Normally SSP is not payable during the first three qualifying waiting sick days. HMRC has issued guidance on the coronavirus SSP rebate scheme which removes the normal three-day waiting period before SSP is payable if the incapacity for work is related to COVID-19. If an employee’s illness is not related to coronavirus, SSP is still only payable from the fourth day they are off work sick.

For example:

  • Someone is off sick with symptoms (which are later confirmed) will get SSP from the first day of sickness.
  • Employees who test negative for  COVID-19 within the first three days of self-isolation will not be entitled to SSP.
  • Someone sick for more than three days who ends up not having Coronavirus would get SSP but not for the first three waiting days.
  • Someone with at least four days of incapacity from work will be eligible for SSP (i.e.  the employee has self-isolated for at least four days).

Fit notes

Normally employees self-certify for seven-day absences and obtain GP’s fit notes (or sick notes) for longer absences. During the pandemic GP services are limited and the NHS advises that employees should not ask for fit notes due to coronavirus but can send employers an NHS online isolation note as evidence of illness.

* [RECORD EXTRACTS]
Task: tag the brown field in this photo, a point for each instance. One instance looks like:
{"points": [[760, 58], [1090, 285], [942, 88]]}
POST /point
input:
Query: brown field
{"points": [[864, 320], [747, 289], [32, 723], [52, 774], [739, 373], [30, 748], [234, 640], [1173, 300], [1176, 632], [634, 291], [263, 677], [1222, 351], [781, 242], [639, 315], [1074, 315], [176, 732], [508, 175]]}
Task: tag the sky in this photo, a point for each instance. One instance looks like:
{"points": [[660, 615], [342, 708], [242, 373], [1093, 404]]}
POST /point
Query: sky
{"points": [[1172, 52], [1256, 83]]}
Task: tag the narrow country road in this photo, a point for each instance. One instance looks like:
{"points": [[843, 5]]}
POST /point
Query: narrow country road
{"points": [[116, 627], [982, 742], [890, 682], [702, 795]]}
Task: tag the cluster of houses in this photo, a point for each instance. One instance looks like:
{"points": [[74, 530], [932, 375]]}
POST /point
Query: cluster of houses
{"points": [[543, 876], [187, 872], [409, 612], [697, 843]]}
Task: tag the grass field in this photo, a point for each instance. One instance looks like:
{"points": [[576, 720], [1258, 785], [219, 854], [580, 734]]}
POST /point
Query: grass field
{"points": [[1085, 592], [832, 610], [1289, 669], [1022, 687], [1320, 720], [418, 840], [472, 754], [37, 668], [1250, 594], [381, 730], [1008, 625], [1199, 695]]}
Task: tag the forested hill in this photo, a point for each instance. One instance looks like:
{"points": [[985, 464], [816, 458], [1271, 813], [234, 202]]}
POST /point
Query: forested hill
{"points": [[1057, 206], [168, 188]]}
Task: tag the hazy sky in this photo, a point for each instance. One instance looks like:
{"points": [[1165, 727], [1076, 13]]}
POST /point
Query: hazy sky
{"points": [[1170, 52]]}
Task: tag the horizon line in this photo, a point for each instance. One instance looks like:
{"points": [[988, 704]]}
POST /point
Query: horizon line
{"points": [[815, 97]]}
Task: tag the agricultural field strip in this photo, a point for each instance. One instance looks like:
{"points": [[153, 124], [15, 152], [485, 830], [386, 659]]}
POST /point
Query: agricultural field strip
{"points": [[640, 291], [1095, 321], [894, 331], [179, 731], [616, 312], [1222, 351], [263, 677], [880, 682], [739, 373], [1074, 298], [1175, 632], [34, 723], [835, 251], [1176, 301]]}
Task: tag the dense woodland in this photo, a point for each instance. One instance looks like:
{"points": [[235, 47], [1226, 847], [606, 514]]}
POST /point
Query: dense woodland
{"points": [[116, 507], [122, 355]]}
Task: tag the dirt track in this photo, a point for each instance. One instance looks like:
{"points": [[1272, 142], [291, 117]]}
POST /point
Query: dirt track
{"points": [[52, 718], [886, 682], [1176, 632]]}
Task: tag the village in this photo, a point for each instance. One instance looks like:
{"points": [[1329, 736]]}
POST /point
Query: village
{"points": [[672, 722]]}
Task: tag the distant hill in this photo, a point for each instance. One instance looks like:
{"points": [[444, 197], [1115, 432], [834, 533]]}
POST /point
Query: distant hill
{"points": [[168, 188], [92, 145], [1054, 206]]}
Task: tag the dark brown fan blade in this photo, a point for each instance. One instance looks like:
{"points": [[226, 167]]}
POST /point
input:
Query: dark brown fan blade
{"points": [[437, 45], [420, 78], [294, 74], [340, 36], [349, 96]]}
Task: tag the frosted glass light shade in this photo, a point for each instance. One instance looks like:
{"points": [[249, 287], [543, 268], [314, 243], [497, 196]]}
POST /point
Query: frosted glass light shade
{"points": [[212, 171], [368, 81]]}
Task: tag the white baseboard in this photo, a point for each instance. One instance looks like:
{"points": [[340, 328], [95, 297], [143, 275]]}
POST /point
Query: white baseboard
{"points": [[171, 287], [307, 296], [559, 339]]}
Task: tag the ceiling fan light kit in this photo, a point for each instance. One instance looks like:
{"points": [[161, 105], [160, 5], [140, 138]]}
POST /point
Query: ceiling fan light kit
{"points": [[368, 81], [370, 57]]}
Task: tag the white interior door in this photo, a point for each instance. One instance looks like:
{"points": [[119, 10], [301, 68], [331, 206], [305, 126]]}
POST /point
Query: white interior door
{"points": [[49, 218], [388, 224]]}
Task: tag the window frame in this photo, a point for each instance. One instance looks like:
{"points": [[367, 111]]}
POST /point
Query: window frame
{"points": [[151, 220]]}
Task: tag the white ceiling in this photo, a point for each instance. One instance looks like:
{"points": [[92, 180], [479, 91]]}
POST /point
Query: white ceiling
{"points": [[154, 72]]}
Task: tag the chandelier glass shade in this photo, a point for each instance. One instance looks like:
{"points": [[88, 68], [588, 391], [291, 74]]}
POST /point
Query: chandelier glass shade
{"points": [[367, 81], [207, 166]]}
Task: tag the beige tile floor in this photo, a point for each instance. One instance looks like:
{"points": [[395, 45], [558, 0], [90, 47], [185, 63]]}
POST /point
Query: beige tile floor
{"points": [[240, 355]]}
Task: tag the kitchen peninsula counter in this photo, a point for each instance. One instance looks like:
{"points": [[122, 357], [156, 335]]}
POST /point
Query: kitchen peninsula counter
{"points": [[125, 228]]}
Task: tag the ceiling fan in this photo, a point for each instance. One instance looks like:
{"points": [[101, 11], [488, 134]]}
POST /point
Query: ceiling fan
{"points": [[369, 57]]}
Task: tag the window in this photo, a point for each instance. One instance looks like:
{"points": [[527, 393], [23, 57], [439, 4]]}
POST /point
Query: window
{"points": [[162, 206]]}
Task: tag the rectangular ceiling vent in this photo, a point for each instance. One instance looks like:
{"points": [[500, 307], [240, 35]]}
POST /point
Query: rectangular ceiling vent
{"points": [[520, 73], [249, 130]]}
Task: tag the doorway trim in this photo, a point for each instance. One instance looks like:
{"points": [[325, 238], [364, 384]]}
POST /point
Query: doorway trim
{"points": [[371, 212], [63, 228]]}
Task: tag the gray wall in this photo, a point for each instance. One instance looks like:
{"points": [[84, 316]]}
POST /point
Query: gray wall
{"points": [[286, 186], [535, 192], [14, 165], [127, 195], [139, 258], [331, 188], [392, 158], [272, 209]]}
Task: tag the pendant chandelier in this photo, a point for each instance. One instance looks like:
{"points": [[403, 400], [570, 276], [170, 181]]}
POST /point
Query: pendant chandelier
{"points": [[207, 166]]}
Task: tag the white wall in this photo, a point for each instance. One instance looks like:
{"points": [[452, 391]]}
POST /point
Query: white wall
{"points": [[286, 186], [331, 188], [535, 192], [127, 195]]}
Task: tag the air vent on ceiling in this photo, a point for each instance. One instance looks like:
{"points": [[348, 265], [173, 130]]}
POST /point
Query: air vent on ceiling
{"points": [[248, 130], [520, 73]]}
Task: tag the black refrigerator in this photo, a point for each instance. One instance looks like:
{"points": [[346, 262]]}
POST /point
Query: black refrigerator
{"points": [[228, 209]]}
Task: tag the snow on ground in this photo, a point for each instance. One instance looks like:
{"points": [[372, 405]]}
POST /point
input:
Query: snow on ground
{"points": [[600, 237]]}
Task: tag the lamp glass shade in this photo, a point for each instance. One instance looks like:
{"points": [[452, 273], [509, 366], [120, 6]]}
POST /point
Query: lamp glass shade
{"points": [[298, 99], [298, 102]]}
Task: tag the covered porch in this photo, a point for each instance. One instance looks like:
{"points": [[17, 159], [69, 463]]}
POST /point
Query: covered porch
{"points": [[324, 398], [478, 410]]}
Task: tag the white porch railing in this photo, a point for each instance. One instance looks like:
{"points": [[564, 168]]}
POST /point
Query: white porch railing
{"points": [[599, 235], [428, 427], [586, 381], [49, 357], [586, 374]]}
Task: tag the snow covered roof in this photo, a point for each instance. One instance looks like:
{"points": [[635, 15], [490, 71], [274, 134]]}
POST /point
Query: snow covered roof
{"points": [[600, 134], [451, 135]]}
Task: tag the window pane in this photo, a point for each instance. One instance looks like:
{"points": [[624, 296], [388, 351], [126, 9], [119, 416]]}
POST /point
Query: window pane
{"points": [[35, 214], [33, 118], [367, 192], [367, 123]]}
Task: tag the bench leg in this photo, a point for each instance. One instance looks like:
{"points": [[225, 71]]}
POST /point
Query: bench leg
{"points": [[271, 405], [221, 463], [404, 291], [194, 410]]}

* [WHAT YOU HAVE TO DO]
Reproduce, without alteration, the passage of the text on SSP and fit notes from "Normally SSP is" to "three waiting days.".

* [ANSWER TO THE EXERCISE]
Normally SSP is not payable during the first three qualifying waiting sick days. HMRC has issued guidance on the coronavirus SSP rebate scheme which removes the normal three-day waiting period before SSP is payable if the incapacity for work is related to COVID-19. If an employee’s illness is not related to coronavirus, SSP is still only payable from the fourth day they are off work sick.

For example:

  • Someone is off sick with symptoms (which are later confirmed) will get SSP from the first day of sickness.
  • Employees who test negative for  COVID-19 within the first three days of self-isolation will not be entitled to SSP.
  • Someone sick for more than three days who ends up not having Coronavirus would get SSP but not for the first three waiting days.